━━━━━ Data entries ━━━━━

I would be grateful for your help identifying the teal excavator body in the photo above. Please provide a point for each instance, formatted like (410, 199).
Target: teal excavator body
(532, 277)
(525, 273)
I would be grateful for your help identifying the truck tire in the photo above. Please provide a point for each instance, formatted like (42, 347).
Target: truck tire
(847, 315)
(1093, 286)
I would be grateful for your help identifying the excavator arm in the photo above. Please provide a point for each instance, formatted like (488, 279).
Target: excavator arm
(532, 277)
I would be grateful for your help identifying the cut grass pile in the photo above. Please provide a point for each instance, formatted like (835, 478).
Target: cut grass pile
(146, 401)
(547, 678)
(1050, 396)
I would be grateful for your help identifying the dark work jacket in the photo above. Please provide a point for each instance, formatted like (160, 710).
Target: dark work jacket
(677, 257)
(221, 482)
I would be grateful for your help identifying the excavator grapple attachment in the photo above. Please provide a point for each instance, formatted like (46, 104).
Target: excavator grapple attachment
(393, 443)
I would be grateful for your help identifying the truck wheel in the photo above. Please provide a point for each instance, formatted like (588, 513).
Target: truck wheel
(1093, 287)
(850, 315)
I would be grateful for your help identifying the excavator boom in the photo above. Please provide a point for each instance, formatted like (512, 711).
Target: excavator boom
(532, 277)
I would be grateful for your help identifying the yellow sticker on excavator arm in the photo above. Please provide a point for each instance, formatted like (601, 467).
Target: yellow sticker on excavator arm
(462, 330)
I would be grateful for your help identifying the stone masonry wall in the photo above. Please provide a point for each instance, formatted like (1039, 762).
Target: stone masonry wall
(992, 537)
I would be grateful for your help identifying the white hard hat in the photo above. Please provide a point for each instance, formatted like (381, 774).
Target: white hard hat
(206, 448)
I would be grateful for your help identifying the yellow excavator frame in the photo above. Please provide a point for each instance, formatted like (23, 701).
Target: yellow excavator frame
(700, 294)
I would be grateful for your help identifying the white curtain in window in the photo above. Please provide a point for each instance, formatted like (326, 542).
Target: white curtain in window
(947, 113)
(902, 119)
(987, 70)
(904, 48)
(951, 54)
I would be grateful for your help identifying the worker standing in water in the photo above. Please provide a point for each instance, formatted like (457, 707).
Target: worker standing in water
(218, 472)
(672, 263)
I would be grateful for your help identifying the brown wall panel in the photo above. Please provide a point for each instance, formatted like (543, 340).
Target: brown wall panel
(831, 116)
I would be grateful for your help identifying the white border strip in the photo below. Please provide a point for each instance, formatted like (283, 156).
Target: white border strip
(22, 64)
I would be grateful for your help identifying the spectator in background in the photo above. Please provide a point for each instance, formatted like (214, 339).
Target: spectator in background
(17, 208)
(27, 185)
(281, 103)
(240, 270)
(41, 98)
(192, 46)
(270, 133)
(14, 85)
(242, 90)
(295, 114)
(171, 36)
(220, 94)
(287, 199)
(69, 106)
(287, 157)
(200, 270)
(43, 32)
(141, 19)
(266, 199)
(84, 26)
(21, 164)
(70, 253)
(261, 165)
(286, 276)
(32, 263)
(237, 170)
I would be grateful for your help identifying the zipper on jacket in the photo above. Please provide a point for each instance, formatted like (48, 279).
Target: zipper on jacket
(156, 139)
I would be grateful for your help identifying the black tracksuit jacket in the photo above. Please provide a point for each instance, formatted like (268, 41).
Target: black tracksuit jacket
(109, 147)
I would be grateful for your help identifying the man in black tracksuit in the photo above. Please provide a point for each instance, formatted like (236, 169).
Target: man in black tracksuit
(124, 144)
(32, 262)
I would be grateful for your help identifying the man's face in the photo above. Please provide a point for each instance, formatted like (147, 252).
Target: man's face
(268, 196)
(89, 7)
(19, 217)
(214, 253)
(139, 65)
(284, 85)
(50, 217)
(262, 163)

━━━━━

To do ▸
Transcribe each entry precisely, missing none.

Correct output ▸
I would be grateful for your help identifying the teal excavator body in the photo above. Please provide a point for each instance, formatted like (410, 199).
Target: teal excavator body
(532, 277)
(525, 273)
I would be grateful for your help identifying the truck tire in the photo above. Please provide a point for each instance, formatted like (42, 347).
Target: truck tire
(847, 315)
(1093, 286)
I would be grateful for your help identifying the excavator arm in the photo above. Please provide a point for each instance, formatted like (488, 279).
Target: excavator arm
(532, 277)
I would be grateful for your help identifying the cut grass pile in the photo above. Please provide a point for each instance, formatted like (835, 478).
Target: cut grass pile
(146, 401)
(547, 678)
(1050, 396)
I would be grateful for your help identifying the dark work jacket in the photo above. Please provide a point for each instance, formatted like (160, 710).
Target: dark work jacket
(677, 257)
(221, 482)
I would be grateful for your help identifying the excavator grapple attachment in the photo above. Please provide a point for each instance, formatted like (46, 104).
Target: excavator grapple attachment
(393, 443)
I would be grateful for your help identifying the truck wheel in the photo above. Please provide a point for each instance, formatted like (588, 513).
Target: truck wheel
(1093, 287)
(850, 315)
I would be grateful for your help identifying the excavator boom in the photo above. Please provide a point for each instance, formatted like (512, 711).
Target: excavator boom
(532, 277)
I would be grateful for your help identifying the yellow sticker on excavator arm in the photo above. Please provide a point for each instance, formatted like (601, 467).
Target: yellow sticker on excavator arm
(462, 330)
I would be grateful for your help identifying the stone masonry wall in the photo above. Please provide a point for each instance, formatted like (1039, 762).
Target: stone masonry wall
(992, 537)
I would be grateful for your help identifying the white hard hat in the photo above. Please provide a point for each instance, formatted like (381, 774).
Target: white hard hat
(206, 448)
I would be grateful for your help identifying the yellow excavator frame in the photo above. Please provide a point for each instance, formatted like (23, 701).
Target: yellow excavator frame
(700, 294)
I would be grateful for your help identifying the white curtain in window in the photo above. Please provide a point for each instance, formatted like (326, 542).
Target: white curtain in window
(947, 113)
(902, 119)
(987, 70)
(904, 48)
(951, 54)
I would be grateful for your help identifying the worker standing in water in the photo above. Please provide a point for each instance, formatted like (457, 707).
Target: worker standing in water
(218, 472)
(672, 263)
I would be grateful for your help identifying the brown wall panel in the photo above. Please provide a point for each instance, formatted like (543, 340).
Target: brown wall panel
(831, 116)
I would be grateful for your help identifying the white border strip in the photo below. Please provide a point for each instance, formatted like (283, 156).
Target: white border strip
(22, 64)
I would be grateful for your help identifying the spectator in background in the photo above. Please provide a point for each instance, formatted like (214, 339).
Target: spectator in background
(17, 208)
(27, 185)
(281, 103)
(240, 270)
(41, 98)
(192, 46)
(270, 133)
(14, 85)
(242, 90)
(295, 114)
(171, 36)
(220, 94)
(287, 199)
(69, 106)
(287, 157)
(200, 270)
(43, 32)
(141, 19)
(266, 199)
(84, 26)
(21, 164)
(70, 253)
(261, 165)
(286, 276)
(32, 263)
(237, 170)
I would be grateful for your help identifying the zipper on jacket in the photo above. Please provide a point for each instance, formatted like (48, 279).
Target: zipper on jacket
(156, 139)
I would be grateful for your help identifying the black tracksuit jacket in the photo above. Please provide a point for each instance, formatted like (268, 41).
Target: black tracksuit jacket
(109, 147)
I would be grateful for your help identifying the man in black tracksuit in the photo above. Please provide a point for each instance, formatted like (236, 169).
Target: man in black tracksuit
(124, 144)
(32, 262)
I would be grateful for your help identifying the man's face in the photo above. Please provide a point for each instance, formatted like (147, 252).
Target: man's face
(268, 196)
(89, 7)
(19, 217)
(214, 253)
(139, 65)
(284, 85)
(50, 217)
(262, 163)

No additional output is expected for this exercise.